Task objective
A verbatim copy of the line containing "If you could identify the green grass" and all lines after it, up to and including the final line of the records, is the only acceptable output.

-------- Provided data

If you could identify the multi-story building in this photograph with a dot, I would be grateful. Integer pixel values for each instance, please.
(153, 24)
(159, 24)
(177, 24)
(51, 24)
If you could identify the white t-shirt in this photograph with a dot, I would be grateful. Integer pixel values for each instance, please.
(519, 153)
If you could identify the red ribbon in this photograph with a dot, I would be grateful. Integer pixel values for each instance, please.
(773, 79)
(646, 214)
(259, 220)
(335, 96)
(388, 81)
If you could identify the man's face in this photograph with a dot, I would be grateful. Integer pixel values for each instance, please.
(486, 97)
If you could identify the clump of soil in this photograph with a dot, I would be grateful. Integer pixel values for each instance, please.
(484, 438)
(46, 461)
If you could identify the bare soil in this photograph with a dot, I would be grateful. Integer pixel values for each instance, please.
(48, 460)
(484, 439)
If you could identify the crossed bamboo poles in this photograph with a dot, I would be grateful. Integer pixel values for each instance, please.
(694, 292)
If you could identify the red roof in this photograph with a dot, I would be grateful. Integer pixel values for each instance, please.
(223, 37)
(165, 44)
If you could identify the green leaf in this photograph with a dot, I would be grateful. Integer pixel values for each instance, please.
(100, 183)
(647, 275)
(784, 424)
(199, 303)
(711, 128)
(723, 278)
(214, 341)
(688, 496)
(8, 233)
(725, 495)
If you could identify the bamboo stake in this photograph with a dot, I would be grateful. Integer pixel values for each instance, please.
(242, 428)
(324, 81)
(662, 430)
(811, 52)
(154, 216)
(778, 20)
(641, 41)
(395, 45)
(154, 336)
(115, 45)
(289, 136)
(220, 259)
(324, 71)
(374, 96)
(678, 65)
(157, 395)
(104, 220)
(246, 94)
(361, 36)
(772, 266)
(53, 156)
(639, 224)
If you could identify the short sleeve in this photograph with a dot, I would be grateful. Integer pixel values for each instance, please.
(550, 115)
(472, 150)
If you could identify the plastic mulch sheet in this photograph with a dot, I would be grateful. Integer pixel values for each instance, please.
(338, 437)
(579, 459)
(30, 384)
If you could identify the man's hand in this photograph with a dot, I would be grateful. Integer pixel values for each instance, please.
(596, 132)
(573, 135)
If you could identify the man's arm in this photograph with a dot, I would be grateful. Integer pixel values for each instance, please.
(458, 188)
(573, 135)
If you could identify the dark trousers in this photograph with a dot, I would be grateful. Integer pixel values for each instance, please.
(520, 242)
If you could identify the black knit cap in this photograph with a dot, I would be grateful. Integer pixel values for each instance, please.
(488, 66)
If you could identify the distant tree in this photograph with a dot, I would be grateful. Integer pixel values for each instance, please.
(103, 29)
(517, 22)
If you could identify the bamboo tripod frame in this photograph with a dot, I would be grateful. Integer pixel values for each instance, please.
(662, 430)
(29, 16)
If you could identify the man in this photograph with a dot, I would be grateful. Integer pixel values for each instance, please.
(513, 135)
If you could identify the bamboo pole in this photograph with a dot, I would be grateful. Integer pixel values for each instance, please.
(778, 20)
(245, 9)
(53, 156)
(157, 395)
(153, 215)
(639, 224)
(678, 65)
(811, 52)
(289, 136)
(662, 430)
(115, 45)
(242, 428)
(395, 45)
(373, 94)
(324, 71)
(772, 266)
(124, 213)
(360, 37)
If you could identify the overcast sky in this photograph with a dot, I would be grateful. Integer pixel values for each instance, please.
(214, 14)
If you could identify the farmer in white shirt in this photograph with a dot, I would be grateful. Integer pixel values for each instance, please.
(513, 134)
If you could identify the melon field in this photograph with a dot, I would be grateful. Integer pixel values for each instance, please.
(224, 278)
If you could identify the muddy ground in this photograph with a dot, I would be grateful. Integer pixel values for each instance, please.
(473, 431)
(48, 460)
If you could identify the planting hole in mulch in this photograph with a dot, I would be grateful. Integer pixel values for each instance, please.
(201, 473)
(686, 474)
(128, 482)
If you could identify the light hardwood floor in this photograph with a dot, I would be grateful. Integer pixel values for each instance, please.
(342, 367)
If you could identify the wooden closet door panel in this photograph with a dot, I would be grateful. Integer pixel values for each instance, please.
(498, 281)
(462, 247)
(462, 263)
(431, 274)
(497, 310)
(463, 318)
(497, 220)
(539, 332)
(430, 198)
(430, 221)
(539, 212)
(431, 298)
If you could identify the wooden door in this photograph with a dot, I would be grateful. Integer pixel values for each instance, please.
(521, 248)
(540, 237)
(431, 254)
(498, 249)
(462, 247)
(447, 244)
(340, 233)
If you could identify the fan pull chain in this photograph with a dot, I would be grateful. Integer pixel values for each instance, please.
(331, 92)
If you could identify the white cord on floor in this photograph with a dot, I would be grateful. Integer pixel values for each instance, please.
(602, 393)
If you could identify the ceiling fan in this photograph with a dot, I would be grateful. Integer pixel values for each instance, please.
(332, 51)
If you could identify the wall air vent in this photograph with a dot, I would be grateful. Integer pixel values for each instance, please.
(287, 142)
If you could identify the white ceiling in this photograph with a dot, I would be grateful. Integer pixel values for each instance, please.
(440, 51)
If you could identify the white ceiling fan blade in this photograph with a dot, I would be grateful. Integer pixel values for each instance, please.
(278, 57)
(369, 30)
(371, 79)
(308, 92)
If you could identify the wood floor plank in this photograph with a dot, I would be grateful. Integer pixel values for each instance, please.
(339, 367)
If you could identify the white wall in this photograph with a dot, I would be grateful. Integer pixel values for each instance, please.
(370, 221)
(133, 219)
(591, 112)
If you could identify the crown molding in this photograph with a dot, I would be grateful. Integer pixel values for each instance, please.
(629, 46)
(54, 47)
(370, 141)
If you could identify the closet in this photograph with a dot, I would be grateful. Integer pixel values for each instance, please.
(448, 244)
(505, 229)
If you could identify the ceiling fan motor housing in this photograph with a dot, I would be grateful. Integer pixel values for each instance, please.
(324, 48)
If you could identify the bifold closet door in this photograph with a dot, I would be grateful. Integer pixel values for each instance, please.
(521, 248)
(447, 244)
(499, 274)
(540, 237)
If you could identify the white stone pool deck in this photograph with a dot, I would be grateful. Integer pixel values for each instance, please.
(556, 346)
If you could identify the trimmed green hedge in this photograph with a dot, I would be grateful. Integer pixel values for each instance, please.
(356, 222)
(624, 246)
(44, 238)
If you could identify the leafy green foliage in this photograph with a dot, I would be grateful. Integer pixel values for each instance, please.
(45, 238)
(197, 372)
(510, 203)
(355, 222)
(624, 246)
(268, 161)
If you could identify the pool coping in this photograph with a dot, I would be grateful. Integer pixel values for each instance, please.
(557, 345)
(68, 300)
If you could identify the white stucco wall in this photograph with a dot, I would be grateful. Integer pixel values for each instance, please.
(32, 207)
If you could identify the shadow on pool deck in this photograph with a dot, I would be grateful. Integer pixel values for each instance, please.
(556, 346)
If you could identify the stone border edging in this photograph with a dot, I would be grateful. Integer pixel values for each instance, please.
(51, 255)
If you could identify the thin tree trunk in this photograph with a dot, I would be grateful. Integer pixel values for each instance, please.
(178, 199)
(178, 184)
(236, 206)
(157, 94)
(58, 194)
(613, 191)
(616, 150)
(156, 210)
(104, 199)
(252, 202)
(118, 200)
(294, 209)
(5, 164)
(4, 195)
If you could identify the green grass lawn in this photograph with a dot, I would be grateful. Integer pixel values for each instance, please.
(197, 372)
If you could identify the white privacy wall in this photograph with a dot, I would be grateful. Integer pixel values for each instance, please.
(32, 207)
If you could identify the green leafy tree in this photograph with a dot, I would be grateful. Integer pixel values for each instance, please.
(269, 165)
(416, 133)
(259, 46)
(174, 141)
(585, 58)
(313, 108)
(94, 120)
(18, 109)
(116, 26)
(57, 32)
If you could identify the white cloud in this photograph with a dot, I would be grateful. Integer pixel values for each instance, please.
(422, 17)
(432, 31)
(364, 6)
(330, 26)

----------------

Response
If you could identify the green grass lawn in this photograph with a dot, I would be grateful. Integer pixel values for each instance, please.
(197, 372)
If you could identify the white privacy wall in this photograph with a dot, I would be grateful. Integer pixel values for each instance, please.
(32, 207)
If you could identify the green leafy tree in this photograph with a dot, I would be grateful. Integer pixel values for each instance, please.
(269, 165)
(416, 133)
(259, 46)
(174, 141)
(585, 58)
(313, 108)
(94, 120)
(18, 109)
(116, 26)
(57, 32)
If you could identify the white cloud in this photograph with a dot, I would be grateful. Integer pixel values for each instance, please.
(422, 17)
(432, 31)
(364, 6)
(330, 26)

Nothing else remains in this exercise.